◆ **REQUIREMENT 1**
In the story about the doctor's visit, what are the two main reactions people have when they learn the narrator is the mother of triplets?
◆ **REQUIREMENT 2**
Carry the story about the doctor's visit forward from its last sentence.

┌─ TEXT

After waiting for 45 minutes and reading through every Highlights magazine in the office, I asked the receptionist if they had forgotten we were there.
Apparently they had, because seconds later we were called back.
The doctor was a nice man in his late 60's. He was warm and kind. He commented on Carolyn's sweet features and asked her where she got such beautiful blue eyes? When she matter-of-factly responded, "GOD!" he laughed and asked her if she had any siblings.
Without hesitation, she named off her sister and brothers and then told the doctor their ages while holding up the appropriate number of chubby fingers as numeric evidence. He took pause and asked, "Did she just say that she has a brother AND a sister who are four-years-old?"
When I nodded yes, he smiled broadly and with genuine sincerity said, "Wow. Aren't you lucky?"
I have found that there are two predominant reactions when people find out that I am the mother of triplets. The first reaction is what I consider to be sympathy. The second is what I consider to be wonder.
I much prefer the latter of the two.
After the doctor told me about his family, the four children he and his wife (whose name is also Carolyn) had in five years, he began his exam.

└─
┌─ DATA RECORDS

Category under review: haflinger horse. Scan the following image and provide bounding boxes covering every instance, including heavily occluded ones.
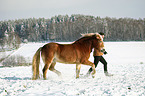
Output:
[32,33,104,80]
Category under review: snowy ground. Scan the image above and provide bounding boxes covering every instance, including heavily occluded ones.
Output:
[0,42,145,96]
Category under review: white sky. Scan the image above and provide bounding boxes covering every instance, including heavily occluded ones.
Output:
[0,0,145,20]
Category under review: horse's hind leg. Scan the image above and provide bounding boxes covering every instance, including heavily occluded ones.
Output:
[49,59,61,76]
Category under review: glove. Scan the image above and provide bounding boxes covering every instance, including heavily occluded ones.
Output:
[104,51,108,55]
[101,49,108,55]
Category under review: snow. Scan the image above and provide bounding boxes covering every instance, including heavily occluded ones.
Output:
[0,42,145,96]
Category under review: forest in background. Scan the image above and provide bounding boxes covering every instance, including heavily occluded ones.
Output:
[0,14,145,50]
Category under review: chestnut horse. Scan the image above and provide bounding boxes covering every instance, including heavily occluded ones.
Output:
[32,33,104,80]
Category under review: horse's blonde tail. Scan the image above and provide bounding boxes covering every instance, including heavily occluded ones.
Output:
[32,47,42,80]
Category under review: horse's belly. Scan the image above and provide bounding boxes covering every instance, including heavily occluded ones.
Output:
[55,55,76,64]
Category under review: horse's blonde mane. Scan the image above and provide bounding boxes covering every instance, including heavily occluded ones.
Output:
[81,33,99,37]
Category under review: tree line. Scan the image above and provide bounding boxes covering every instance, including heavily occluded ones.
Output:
[0,14,145,48]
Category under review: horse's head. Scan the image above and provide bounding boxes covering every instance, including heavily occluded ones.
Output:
[92,33,104,51]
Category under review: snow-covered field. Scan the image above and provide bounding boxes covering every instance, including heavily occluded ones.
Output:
[0,42,145,96]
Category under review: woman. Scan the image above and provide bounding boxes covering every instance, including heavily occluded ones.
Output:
[87,32,113,76]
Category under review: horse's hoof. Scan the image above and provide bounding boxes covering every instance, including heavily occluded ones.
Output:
[76,77,79,79]
[92,75,95,78]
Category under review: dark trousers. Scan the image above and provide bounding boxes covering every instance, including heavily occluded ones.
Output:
[89,56,107,72]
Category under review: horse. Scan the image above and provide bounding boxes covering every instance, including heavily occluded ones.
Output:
[32,33,104,80]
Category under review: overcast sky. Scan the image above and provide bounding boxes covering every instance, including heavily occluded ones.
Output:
[0,0,145,21]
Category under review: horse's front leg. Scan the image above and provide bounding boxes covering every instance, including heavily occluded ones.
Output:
[76,64,81,79]
[83,61,96,78]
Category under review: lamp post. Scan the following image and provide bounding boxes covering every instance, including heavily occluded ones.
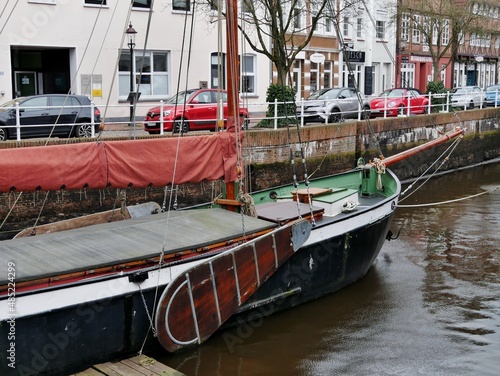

└─

◆ **WRITTEN RESPONSE 1**
Sympathy and wonder.

◆ **WRITTEN RESPONSE 2**
He checked the motion of Carolyn's legs. Could he bend her knees when she was on her tummy? Could he bend her knees when she was on her back? Could he rotate her legs and evaluate the movement of her hips? He checked her gait. He had her stand on one leg, then the other. He had her bend down and touch her toes.
Then, he ordered x-rays. (Which we had to call "pictures" because Carolyn threw a fit thinking anyone was going to take pictures of her BONES.)
While we were waiting, the nurse loaded her up with stickers. Dora. My Little Pony. Princesses. The radiology technician came to take her back and when Carolyn read the sign on the door, she threw another fit. The technician in a desperate attempt to calm her, loaded her up with even more stickers. Thomas the Train. Puppies. Kittens. Horses.
Clutching no less than 50 stickers, Carolyn begrudgingly had her x-rays taken. And then we were sent back to our room. A few minutes later, the doctor reappeared. He pulled the images up on his computer and after a few tense moments, he told me that everything looked great.
Her ankles, knees and hips look fine. Her hips are aligned with her knees are aligned with her heels. The discomfort that she has been experiencing most likely is attributed to growth pains, especially since the highest incidence of occurrence is usually after she has participated in some kind of physical activity. Like gymnastics. Or soccer.
Or jumping on the couch.
Then, he took his glasses off and leaning back in his chair said, "Just a little while ago, I saw a little girl who is four-years-old. She was adopted from Russia. She has a severe hip dislocation and can hardly walk. She will require major surgery," and then hesitating for a moment, he gave me a solemn look and said, "there could be significant complications."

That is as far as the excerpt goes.